- Excerpts from a dataset -
+ + +

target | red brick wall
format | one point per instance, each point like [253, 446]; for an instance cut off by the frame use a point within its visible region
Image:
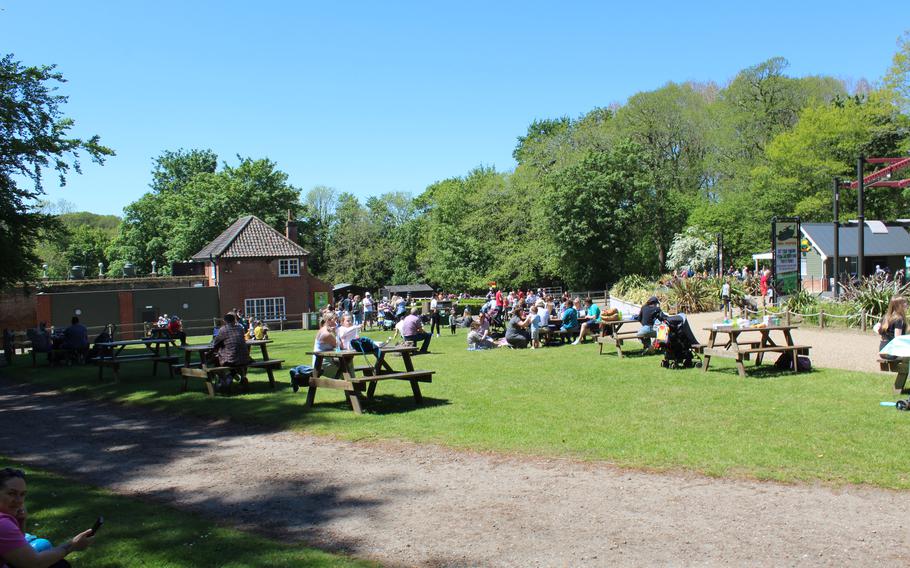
[18, 311]
[250, 278]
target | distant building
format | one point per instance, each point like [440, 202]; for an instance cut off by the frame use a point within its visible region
[885, 245]
[261, 271]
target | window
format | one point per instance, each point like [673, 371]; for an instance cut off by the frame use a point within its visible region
[289, 267]
[264, 308]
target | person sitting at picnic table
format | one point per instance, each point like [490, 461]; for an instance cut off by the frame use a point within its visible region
[175, 328]
[478, 339]
[15, 550]
[592, 325]
[229, 346]
[412, 330]
[516, 334]
[893, 323]
[75, 337]
[569, 318]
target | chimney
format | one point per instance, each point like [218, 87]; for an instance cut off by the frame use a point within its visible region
[290, 230]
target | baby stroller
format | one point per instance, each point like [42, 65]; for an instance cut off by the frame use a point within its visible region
[675, 344]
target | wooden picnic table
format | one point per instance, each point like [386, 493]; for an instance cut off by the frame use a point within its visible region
[611, 331]
[201, 369]
[346, 378]
[740, 348]
[115, 357]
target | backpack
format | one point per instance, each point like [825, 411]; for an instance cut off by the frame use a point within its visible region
[785, 363]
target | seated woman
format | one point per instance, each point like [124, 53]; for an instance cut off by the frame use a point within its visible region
[516, 334]
[893, 323]
[478, 339]
[14, 550]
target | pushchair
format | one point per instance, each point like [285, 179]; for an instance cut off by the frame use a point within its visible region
[676, 342]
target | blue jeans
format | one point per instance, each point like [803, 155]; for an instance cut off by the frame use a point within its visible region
[420, 336]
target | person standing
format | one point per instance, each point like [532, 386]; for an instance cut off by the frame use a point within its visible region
[412, 330]
[434, 314]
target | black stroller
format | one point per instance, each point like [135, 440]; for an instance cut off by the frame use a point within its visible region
[677, 346]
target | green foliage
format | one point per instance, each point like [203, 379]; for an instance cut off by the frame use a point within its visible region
[873, 294]
[33, 138]
[190, 205]
[693, 248]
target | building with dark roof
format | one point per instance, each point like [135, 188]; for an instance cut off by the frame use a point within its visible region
[262, 272]
[885, 245]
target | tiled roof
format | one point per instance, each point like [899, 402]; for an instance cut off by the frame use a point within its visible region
[250, 237]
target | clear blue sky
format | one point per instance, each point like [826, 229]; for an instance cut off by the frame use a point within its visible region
[370, 97]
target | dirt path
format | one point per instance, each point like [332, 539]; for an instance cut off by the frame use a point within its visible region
[849, 349]
[404, 504]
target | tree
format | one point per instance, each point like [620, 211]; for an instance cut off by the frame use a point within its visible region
[692, 248]
[194, 205]
[33, 138]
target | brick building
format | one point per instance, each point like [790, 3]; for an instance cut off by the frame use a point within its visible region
[261, 271]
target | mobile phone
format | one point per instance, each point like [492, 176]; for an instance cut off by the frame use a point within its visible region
[99, 522]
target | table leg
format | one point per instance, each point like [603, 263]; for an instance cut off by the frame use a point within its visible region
[415, 388]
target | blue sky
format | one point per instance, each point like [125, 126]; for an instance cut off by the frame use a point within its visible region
[371, 97]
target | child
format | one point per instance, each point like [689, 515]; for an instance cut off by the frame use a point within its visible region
[536, 321]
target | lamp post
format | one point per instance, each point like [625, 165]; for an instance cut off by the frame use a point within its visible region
[836, 263]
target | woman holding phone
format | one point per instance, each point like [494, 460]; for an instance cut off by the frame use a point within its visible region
[15, 552]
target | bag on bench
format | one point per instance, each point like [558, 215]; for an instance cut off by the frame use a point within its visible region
[785, 363]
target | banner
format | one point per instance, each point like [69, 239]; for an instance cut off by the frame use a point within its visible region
[785, 237]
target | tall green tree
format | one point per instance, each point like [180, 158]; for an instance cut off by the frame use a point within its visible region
[34, 137]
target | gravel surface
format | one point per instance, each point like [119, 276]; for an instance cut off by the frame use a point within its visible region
[415, 505]
[849, 349]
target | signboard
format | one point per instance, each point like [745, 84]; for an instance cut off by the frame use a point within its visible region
[785, 244]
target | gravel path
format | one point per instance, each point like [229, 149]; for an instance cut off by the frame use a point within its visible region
[849, 349]
[412, 505]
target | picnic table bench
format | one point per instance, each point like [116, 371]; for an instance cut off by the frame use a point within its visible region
[346, 379]
[202, 370]
[741, 349]
[613, 332]
[114, 357]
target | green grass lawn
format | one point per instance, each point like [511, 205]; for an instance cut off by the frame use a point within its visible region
[142, 534]
[567, 401]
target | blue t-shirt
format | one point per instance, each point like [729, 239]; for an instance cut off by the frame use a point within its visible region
[570, 318]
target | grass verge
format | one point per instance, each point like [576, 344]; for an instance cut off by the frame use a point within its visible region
[822, 426]
[140, 534]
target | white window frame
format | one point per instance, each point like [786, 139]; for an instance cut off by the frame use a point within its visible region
[289, 268]
[266, 309]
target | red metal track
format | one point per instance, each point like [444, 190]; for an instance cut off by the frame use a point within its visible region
[875, 178]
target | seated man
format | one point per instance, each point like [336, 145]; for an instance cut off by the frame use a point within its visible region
[592, 325]
[75, 337]
[229, 346]
[649, 316]
[570, 318]
[412, 330]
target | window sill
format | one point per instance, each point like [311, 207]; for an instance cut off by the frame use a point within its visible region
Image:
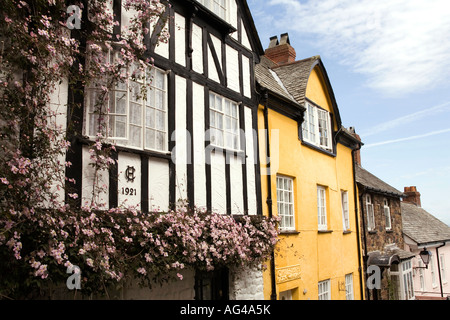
[313, 146]
[289, 232]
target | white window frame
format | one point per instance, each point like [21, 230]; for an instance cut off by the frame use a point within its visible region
[316, 127]
[370, 214]
[387, 214]
[285, 295]
[345, 211]
[324, 288]
[407, 282]
[349, 287]
[224, 124]
[322, 208]
[215, 6]
[285, 202]
[442, 266]
[156, 89]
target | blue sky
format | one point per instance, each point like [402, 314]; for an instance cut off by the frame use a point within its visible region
[389, 64]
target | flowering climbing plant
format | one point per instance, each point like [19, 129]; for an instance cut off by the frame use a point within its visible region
[42, 231]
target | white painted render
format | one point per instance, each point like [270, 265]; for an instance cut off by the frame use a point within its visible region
[158, 180]
[218, 194]
[197, 46]
[250, 162]
[88, 177]
[232, 68]
[237, 201]
[180, 38]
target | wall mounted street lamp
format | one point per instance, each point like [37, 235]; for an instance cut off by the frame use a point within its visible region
[425, 255]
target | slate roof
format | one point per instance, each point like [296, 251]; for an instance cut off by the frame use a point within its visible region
[421, 226]
[373, 183]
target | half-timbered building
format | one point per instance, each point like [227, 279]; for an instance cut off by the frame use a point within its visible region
[192, 139]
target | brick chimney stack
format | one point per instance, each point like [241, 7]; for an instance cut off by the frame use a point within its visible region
[280, 52]
[357, 153]
[412, 196]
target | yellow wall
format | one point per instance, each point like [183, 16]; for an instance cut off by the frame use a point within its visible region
[318, 256]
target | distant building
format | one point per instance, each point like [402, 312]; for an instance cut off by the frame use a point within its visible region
[424, 231]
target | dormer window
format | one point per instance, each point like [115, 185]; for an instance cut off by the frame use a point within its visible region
[219, 7]
[316, 128]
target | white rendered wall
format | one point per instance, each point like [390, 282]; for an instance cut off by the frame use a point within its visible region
[88, 177]
[232, 68]
[180, 39]
[180, 137]
[199, 145]
[246, 284]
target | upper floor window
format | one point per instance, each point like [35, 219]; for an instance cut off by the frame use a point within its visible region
[285, 202]
[370, 214]
[387, 214]
[129, 117]
[224, 122]
[316, 127]
[219, 7]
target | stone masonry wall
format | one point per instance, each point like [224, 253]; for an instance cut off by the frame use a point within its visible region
[380, 237]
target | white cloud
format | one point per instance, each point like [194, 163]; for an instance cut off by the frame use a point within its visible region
[402, 46]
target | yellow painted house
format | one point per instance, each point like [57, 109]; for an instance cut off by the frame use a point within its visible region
[308, 181]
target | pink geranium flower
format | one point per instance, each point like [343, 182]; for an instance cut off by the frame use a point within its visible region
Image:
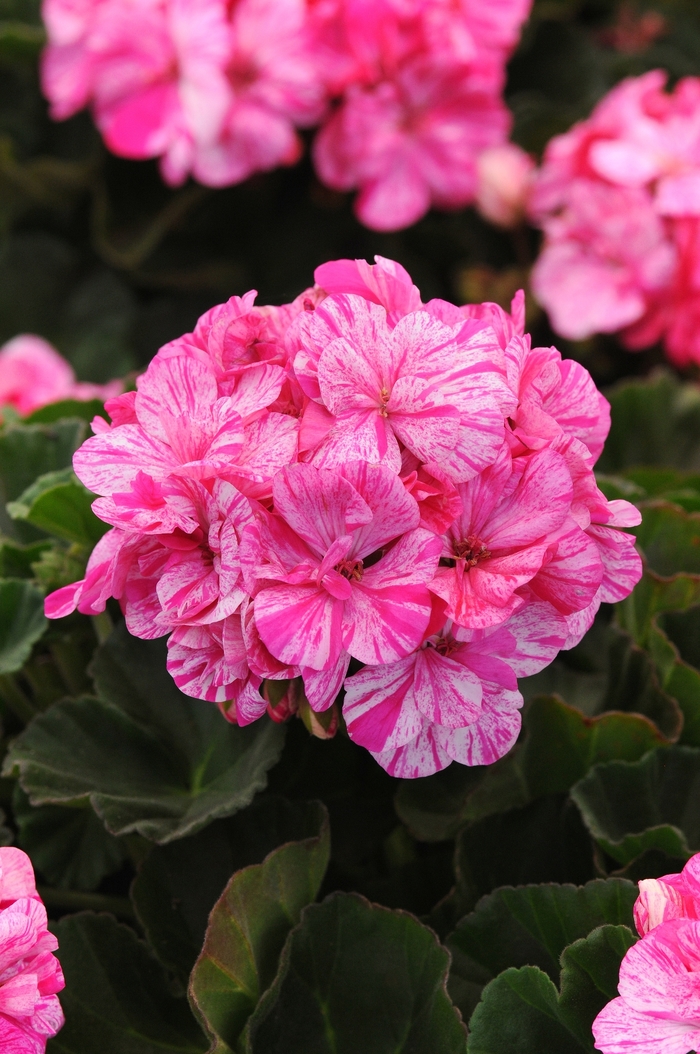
[30, 973]
[318, 598]
[671, 897]
[619, 199]
[658, 1009]
[33, 374]
[439, 390]
[455, 698]
[357, 475]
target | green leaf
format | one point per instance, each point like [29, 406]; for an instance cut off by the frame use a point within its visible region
[82, 409]
[27, 451]
[117, 997]
[355, 977]
[70, 846]
[148, 758]
[22, 622]
[669, 538]
[530, 925]
[560, 746]
[59, 504]
[648, 804]
[655, 422]
[522, 1012]
[248, 928]
[543, 842]
[178, 884]
[16, 560]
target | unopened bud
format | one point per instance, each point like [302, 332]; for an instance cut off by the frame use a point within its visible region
[504, 176]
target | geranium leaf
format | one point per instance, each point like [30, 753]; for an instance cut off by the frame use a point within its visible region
[522, 1012]
[530, 925]
[58, 503]
[248, 928]
[148, 758]
[354, 976]
[70, 846]
[22, 622]
[650, 803]
[178, 884]
[117, 997]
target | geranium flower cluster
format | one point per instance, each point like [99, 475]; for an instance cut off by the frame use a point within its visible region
[409, 90]
[358, 477]
[30, 973]
[658, 1009]
[619, 199]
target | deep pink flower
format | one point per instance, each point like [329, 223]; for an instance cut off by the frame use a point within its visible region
[658, 1009]
[30, 974]
[455, 698]
[439, 390]
[33, 374]
[669, 897]
[516, 525]
[318, 599]
[504, 175]
[619, 199]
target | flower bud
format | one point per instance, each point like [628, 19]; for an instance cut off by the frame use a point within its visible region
[504, 175]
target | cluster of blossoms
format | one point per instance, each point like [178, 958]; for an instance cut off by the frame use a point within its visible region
[358, 475]
[658, 1009]
[30, 973]
[619, 199]
[33, 374]
[408, 91]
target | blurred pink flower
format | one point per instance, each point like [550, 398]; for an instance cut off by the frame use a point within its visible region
[504, 177]
[33, 374]
[30, 973]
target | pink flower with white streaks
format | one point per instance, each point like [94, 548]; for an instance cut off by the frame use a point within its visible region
[30, 973]
[317, 598]
[514, 530]
[658, 1009]
[154, 71]
[275, 86]
[33, 374]
[619, 199]
[455, 698]
[438, 390]
[669, 897]
[410, 141]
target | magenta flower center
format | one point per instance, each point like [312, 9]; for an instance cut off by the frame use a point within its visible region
[471, 550]
[351, 569]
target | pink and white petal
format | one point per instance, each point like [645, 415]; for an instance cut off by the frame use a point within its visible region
[446, 691]
[110, 462]
[318, 504]
[394, 511]
[378, 706]
[619, 1029]
[490, 737]
[300, 625]
[571, 578]
[622, 565]
[422, 757]
[322, 687]
[384, 625]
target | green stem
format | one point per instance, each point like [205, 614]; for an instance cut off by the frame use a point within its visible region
[13, 696]
[72, 900]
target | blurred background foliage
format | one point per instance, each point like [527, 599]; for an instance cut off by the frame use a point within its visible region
[102, 259]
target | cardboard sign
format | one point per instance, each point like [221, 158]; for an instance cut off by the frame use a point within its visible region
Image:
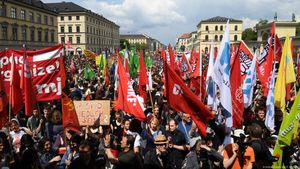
[89, 111]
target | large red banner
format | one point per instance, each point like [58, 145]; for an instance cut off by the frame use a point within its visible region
[46, 67]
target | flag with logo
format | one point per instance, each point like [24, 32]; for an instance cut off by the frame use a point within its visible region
[88, 73]
[286, 75]
[27, 87]
[182, 99]
[249, 83]
[127, 99]
[246, 57]
[211, 87]
[221, 75]
[143, 80]
[288, 130]
[236, 85]
[270, 114]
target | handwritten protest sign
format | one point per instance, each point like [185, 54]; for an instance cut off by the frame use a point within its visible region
[89, 111]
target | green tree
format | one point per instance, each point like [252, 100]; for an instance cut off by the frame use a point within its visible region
[124, 43]
[249, 34]
[182, 48]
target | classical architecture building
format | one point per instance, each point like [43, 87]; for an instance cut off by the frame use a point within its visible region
[82, 29]
[29, 22]
[143, 39]
[213, 29]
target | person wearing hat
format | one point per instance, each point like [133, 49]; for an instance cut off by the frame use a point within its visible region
[157, 158]
[237, 154]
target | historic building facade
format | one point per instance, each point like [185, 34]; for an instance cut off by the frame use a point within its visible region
[29, 22]
[82, 29]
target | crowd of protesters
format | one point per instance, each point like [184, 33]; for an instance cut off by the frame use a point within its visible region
[167, 140]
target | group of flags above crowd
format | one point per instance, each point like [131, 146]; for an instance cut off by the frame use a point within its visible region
[233, 71]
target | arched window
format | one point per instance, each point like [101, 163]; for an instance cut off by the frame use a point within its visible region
[235, 37]
[206, 37]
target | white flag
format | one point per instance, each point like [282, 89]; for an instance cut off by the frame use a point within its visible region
[249, 83]
[221, 75]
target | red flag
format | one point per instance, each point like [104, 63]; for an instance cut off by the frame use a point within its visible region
[106, 77]
[70, 119]
[27, 87]
[143, 80]
[171, 55]
[181, 98]
[237, 98]
[127, 99]
[246, 57]
[15, 97]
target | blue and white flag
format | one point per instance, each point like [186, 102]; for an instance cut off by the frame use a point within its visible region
[249, 83]
[221, 75]
[269, 121]
[211, 86]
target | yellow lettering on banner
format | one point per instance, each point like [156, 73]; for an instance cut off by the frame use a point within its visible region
[89, 111]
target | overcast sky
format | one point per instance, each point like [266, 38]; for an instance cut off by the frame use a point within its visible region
[165, 20]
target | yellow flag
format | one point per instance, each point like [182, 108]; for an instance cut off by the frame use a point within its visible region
[286, 75]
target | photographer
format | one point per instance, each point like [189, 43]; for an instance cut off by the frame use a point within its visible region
[238, 154]
[201, 155]
[263, 157]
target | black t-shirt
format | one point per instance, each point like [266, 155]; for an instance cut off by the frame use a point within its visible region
[127, 160]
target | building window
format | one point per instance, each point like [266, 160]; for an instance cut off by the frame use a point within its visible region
[78, 40]
[4, 32]
[39, 18]
[46, 36]
[23, 15]
[235, 37]
[206, 37]
[14, 33]
[70, 39]
[46, 19]
[51, 21]
[2, 10]
[24, 34]
[62, 29]
[70, 29]
[31, 17]
[32, 35]
[13, 12]
[52, 36]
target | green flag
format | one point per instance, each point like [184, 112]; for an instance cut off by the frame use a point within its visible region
[88, 73]
[287, 130]
[148, 61]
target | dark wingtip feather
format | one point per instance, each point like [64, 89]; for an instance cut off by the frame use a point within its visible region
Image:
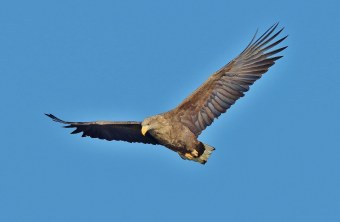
[56, 119]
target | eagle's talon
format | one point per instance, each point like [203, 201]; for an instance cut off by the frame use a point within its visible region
[189, 156]
[194, 153]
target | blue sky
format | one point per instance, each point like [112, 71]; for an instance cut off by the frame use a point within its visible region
[277, 149]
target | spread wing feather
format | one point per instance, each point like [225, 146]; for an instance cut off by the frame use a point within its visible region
[126, 131]
[229, 83]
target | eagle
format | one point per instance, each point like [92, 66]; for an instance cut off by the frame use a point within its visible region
[179, 128]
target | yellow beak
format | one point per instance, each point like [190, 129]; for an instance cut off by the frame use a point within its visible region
[145, 129]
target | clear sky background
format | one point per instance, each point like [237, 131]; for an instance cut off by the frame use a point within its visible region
[277, 152]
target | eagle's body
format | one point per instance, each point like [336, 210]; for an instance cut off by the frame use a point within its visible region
[179, 128]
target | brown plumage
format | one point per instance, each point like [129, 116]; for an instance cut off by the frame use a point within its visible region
[179, 128]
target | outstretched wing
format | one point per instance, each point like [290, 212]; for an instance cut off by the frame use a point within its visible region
[125, 131]
[229, 83]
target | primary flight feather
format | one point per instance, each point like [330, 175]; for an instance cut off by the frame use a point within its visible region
[179, 128]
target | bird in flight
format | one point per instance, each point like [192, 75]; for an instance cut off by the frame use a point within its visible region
[179, 128]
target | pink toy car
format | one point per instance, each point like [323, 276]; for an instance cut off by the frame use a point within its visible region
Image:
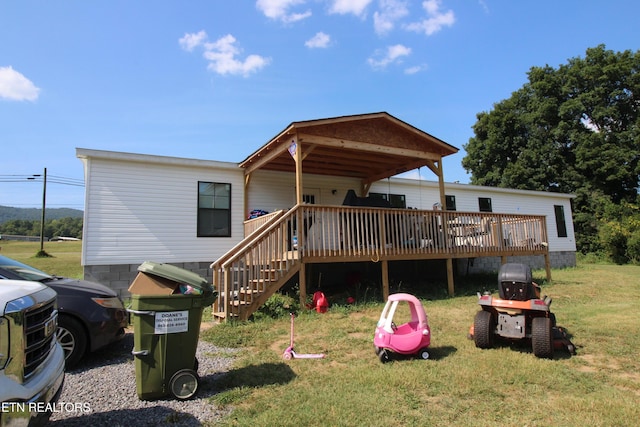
[411, 338]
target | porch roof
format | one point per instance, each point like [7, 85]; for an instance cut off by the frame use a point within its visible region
[369, 147]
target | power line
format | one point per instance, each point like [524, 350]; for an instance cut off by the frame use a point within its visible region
[39, 178]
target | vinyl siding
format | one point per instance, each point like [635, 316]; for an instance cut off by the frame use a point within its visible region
[141, 207]
[139, 211]
[276, 190]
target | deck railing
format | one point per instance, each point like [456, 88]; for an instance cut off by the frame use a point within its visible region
[355, 232]
[275, 245]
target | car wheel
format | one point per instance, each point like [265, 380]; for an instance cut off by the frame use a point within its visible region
[423, 354]
[542, 337]
[184, 384]
[484, 329]
[72, 339]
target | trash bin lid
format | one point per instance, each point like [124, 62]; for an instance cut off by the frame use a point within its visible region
[176, 274]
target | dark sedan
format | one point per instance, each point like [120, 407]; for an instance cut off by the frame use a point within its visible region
[90, 315]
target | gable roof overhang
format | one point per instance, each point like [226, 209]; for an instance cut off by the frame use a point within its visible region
[369, 147]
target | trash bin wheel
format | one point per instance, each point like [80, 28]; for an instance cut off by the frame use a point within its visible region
[184, 384]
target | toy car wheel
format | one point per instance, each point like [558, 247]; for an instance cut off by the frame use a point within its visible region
[542, 337]
[424, 354]
[484, 326]
[184, 384]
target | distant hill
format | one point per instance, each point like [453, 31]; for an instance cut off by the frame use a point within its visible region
[8, 213]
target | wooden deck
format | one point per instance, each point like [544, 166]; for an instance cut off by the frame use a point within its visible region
[279, 244]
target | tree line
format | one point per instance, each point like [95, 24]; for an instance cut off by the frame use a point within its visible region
[62, 227]
[572, 129]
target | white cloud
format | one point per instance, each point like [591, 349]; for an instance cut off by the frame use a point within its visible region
[223, 54]
[343, 7]
[435, 20]
[415, 69]
[392, 54]
[16, 87]
[320, 40]
[279, 10]
[191, 41]
[390, 11]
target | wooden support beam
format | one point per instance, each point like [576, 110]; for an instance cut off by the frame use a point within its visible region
[450, 280]
[385, 279]
[302, 281]
[547, 265]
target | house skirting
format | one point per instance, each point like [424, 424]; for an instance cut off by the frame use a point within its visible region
[492, 264]
[119, 276]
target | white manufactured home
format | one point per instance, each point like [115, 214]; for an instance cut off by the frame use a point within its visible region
[321, 192]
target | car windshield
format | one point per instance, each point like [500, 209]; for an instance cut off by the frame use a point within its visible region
[26, 272]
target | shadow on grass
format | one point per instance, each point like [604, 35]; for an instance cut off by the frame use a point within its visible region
[152, 416]
[435, 353]
[253, 376]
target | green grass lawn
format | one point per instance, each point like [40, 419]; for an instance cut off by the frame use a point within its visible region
[459, 386]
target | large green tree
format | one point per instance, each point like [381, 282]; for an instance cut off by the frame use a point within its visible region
[572, 129]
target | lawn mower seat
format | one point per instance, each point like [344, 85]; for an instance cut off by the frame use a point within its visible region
[515, 283]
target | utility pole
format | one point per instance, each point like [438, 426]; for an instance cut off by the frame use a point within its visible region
[44, 203]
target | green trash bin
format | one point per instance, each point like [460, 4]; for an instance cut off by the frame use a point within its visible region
[166, 327]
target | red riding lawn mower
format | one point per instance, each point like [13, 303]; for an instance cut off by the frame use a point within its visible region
[520, 313]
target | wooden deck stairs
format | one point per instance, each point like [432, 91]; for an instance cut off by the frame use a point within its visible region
[256, 268]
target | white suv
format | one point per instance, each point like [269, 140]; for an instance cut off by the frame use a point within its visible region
[31, 359]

+ + +

- Activity -
Print an exact copy of the lines above, from the one containing "format | one point per instance, each point like [57, 109];" through the one containing "target | unopened bud", and leave out the pictures.

- Task result -
format | one point per instance, each point like [57, 109]; for an instance cut off by the frame use a point within its visible region
[308, 181]
target | pink geranium flower
format | one point per instance, each point like [343, 182]; for an instance cut off by the frame use a point within its visible region
Image:
[30, 973]
[318, 598]
[671, 897]
[619, 199]
[658, 1009]
[33, 374]
[439, 390]
[455, 698]
[357, 475]
target | green leaf
format | one point per instance, each point like [29, 406]; for an instance cut off by the frame use a point within its visible region
[82, 409]
[27, 451]
[117, 997]
[355, 977]
[70, 846]
[148, 758]
[22, 622]
[669, 538]
[530, 925]
[560, 746]
[59, 504]
[648, 804]
[655, 422]
[522, 1012]
[248, 928]
[543, 842]
[178, 884]
[16, 560]
target | unopened bud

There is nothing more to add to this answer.